== EXTRACTED DATA ==

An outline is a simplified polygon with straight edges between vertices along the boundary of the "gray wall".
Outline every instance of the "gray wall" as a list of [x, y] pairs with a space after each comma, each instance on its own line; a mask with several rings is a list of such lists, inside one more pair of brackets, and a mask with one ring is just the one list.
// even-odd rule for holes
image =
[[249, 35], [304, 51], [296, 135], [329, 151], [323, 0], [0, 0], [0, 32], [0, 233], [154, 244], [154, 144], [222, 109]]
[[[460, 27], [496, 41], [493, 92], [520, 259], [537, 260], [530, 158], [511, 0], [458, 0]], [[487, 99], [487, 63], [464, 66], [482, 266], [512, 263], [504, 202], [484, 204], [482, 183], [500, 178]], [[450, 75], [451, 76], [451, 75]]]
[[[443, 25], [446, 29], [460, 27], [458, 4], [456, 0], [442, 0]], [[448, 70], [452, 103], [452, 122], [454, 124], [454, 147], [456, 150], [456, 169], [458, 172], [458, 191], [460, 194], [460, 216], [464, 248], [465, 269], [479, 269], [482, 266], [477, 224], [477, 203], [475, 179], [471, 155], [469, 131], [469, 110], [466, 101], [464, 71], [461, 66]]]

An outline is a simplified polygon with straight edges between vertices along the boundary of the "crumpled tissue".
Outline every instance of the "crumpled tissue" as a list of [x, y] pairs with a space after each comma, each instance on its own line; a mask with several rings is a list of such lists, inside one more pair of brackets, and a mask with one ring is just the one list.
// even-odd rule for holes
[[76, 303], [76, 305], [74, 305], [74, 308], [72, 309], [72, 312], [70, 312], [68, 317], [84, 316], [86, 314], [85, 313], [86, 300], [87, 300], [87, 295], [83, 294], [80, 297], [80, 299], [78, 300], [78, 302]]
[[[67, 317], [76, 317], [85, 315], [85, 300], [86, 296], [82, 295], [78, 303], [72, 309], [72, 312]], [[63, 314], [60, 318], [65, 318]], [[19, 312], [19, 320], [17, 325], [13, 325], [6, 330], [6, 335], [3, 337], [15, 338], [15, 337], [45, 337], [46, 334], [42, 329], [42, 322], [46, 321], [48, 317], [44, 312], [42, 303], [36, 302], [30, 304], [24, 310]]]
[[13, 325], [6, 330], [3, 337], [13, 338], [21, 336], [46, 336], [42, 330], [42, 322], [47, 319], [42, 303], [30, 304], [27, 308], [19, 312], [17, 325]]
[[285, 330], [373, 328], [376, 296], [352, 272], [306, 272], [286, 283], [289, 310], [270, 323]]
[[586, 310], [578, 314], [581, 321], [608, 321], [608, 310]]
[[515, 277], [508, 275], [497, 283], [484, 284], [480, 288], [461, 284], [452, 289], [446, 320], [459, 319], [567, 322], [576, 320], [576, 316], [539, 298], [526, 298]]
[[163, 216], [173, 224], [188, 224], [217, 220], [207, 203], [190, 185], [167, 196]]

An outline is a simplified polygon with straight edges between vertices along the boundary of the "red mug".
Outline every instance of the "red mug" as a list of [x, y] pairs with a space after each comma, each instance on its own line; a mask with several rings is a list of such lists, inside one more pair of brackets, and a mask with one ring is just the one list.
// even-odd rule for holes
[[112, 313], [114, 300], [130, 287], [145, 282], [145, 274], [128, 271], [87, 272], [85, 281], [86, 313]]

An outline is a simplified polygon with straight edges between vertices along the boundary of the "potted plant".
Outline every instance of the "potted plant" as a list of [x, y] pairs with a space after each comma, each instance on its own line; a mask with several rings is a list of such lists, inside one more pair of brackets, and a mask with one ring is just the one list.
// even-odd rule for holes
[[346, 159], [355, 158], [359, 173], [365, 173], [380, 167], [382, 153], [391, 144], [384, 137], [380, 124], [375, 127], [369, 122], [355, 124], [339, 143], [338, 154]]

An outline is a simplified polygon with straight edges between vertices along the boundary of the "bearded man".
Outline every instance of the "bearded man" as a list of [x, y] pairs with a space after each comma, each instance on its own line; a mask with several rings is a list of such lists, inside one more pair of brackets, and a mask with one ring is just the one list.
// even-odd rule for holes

===

TASK ITEM:
When a line in the material above contains the word "just", copy that line out.

RESULT FOR THIS TASK:
Outline every instance of the "gray wall" as a list of [x, y] pairs with a space after each comma, each instance on its own line; a mask with several rings is a list of such lists, inside one more pair of brackets, and a mask with one ring is just the one list.
Outline every instance of the "crumpled tissue" as a list of [x, y] pairs with a space after each comma, each instance on its own line; a mask with several rings is a list of such lists, inside one more pair of brackets, and a mask with one ring is just the one list.
Outline every instance of the "red mug" as a list of [x, y] pairs with a space after each comma, each instance on its own line; a mask with several rings is a list of such lists, inside one more pair of brackets, and a mask with one ring is just the one list.
Outline every instance of the "potted plant" as a list of [x, y] pairs with a space after each comma, each instance on its own line; a mask with several rings is a list of such lists, inside one more pair of brackets, and a mask with one ring is just the one list.
Outline every instance of the "bearded man" as a list of [x, y] pairs with a space after each comma, each instance on its own line; a mask with several rings is a list of such lists, inside one more pair of brackets, and a mask with one ring is just the one list.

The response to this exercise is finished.